[Supplied material]:
-------------------------

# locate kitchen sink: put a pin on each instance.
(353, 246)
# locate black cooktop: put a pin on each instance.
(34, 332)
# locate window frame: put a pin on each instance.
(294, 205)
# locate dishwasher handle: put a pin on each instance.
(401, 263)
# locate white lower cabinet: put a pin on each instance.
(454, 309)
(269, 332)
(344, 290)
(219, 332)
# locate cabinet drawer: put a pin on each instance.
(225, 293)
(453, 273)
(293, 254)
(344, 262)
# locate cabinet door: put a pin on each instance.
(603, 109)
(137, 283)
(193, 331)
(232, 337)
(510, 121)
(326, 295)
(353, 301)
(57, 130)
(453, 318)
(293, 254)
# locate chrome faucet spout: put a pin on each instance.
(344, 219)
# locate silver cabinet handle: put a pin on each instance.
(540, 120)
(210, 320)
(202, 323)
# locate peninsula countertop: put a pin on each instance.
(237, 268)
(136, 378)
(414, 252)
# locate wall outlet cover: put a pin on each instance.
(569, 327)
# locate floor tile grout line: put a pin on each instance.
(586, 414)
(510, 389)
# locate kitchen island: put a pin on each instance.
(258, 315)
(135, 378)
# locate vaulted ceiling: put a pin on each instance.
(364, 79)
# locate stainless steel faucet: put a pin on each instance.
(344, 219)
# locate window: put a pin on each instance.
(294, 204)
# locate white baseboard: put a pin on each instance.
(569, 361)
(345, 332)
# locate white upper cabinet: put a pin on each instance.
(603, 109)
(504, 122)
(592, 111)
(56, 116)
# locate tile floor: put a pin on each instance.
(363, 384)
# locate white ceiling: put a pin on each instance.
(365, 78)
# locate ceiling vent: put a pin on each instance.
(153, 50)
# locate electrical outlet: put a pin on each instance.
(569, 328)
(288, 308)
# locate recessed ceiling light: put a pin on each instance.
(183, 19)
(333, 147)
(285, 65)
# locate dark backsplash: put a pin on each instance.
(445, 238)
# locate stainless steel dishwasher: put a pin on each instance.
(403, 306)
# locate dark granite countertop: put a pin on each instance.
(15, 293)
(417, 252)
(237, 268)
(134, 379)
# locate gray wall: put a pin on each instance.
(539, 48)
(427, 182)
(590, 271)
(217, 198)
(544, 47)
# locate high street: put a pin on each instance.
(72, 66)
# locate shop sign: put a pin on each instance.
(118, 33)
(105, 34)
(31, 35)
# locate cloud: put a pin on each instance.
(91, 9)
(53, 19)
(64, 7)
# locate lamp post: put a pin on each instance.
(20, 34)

-------------------------

[Task requirements]: Every record above must appear again in the answer, unchanged.

[Problem solution]:
# locate kitchen sink: put a pin on each instance.
(353, 246)
# locate black cooktop: put a pin on each instance.
(34, 332)
# locate window frame: put a pin on each instance.
(294, 205)
# locate dishwasher handle: put a pin on each instance.
(401, 263)
# locate white lower cabinet: put a pin on each instance.
(454, 309)
(269, 332)
(344, 290)
(219, 332)
# locate cabinet drawer: put a pin on each instance.
(225, 293)
(453, 273)
(293, 254)
(344, 262)
# locate cabinet door: put a pin on each instance.
(603, 109)
(137, 283)
(193, 331)
(232, 337)
(510, 121)
(326, 295)
(353, 301)
(57, 130)
(453, 318)
(293, 254)
# locate chrome faucet spout: put a pin on each instance.
(344, 219)
# locate silver cabinet handle: put a pin on each instance.
(540, 120)
(210, 320)
(202, 323)
# locate peninsula countertop: put a pin on each instance.
(237, 268)
(136, 378)
(414, 252)
# locate wall outlet cover: put a pin on each instance.
(569, 327)
# locate floor tile grout line: put a pin on each instance.
(586, 414)
(510, 389)
# locate kitchen island: put a pin on each instance.
(258, 315)
(135, 378)
# locate vaulted ceiling: put a pin on each instance.
(364, 79)
# locate stainless steel faucet: put a pin on each instance.
(344, 219)
# locate window: put a pin on each instance.
(294, 204)
# locate white baseboard: put a pin on each instance.
(569, 361)
(345, 332)
# locate white upper cabinet: put a pin on each instance.
(603, 109)
(504, 122)
(592, 111)
(56, 116)
# locate tile floor: put a pin on each instance.
(363, 384)
# locate white ceiling: put a pin on each instance.
(365, 78)
# locate ceiling vent: put a pin on each instance.
(153, 50)
# locate electrical outlet: put a pin on each instance.
(569, 328)
(288, 308)
# locate recessed ceiling light: put a pin on each instance.
(183, 19)
(333, 147)
(285, 65)
# locate dark backsplash: put a pin on each instance.
(445, 238)
# locate stainless steel dishwasher: put a pin on each instance.
(403, 306)
# locate dark granite countertop: put a pin on each instance.
(15, 293)
(417, 252)
(237, 268)
(134, 379)
# locate gray wall: put a pin on each instance.
(539, 48)
(427, 182)
(590, 271)
(217, 198)
(544, 47)
# locate high street: put a pin on each instance.
(72, 66)
# locate shop sign: put a pin on each instance.
(118, 33)
(105, 34)
(31, 35)
# locate cloud: put a pin on each instance.
(91, 9)
(53, 19)
(64, 7)
# locate lamp post: put a pin on each instance.
(20, 34)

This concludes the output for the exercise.